** Task to complete **
All the data should be printed again exactly as written.

━━ Exercise inputs

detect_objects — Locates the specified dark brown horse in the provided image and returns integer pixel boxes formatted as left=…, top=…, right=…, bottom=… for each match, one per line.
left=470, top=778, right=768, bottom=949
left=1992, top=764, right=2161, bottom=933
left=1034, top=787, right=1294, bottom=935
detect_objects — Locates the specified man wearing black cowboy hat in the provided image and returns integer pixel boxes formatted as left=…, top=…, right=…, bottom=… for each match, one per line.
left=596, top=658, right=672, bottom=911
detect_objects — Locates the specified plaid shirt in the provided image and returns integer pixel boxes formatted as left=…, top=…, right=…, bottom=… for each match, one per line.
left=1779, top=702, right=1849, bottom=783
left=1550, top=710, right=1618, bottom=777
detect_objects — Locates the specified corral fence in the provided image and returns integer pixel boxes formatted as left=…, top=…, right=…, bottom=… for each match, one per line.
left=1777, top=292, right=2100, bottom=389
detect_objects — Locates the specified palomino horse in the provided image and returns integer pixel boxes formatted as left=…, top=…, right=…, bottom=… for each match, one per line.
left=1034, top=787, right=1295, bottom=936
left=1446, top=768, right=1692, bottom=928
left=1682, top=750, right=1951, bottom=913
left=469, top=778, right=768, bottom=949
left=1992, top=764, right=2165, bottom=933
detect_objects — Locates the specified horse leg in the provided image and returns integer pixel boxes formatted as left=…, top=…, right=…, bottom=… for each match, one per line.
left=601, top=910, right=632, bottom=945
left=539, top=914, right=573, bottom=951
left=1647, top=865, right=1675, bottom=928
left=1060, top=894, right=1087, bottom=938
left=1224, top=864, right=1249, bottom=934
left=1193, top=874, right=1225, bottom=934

━━━━

** Task response **
detect_objects — Locates the specified dark brown horse in the provided image and returns integer pixel boxes formatted as left=…, top=…, right=…, bottom=… for each match, one per line.
left=470, top=778, right=768, bottom=949
left=1992, top=764, right=2161, bottom=933
left=1034, top=787, right=1294, bottom=935
detect_objects — Locates the specified man wearing black cowboy hat in the provided image and returns integer pixel boxes formatted as left=…, top=…, right=…, bottom=… for each match, one per line.
left=596, top=658, right=672, bottom=911
detect_objects — Locates the specified plaid shirt in the provided image and returns integer pixel boxes formatted as left=…, top=…, right=…, bottom=… for each match, one per line.
left=1779, top=702, right=1849, bottom=783
left=1550, top=710, right=1618, bottom=777
detect_objects — Locates the specified corral fence in the provided image and returns integer pixel boxes formatted as left=…, top=…, right=…, bottom=… for each match, one per line.
left=1777, top=292, right=2100, bottom=389
detect_objects — Locates the specified palomino horse in the provided image and returns integer pixel boxes formatted as left=…, top=…, right=…, bottom=… for each match, one per line.
left=1034, top=787, right=1295, bottom=936
left=1446, top=768, right=1692, bottom=928
left=1682, top=750, right=1951, bottom=913
left=469, top=778, right=768, bottom=949
left=1992, top=764, right=2165, bottom=933
detect_objects — Locates the specified horse leg in the provided image and returns integer pixel boxes formatted as left=…, top=…, right=…, bottom=… for each match, one per line.
left=601, top=910, right=632, bottom=945
left=539, top=914, right=573, bottom=951
left=1647, top=865, right=1675, bottom=928
left=1060, top=894, right=1087, bottom=938
left=1224, top=864, right=1249, bottom=934
left=1193, top=874, right=1225, bottom=934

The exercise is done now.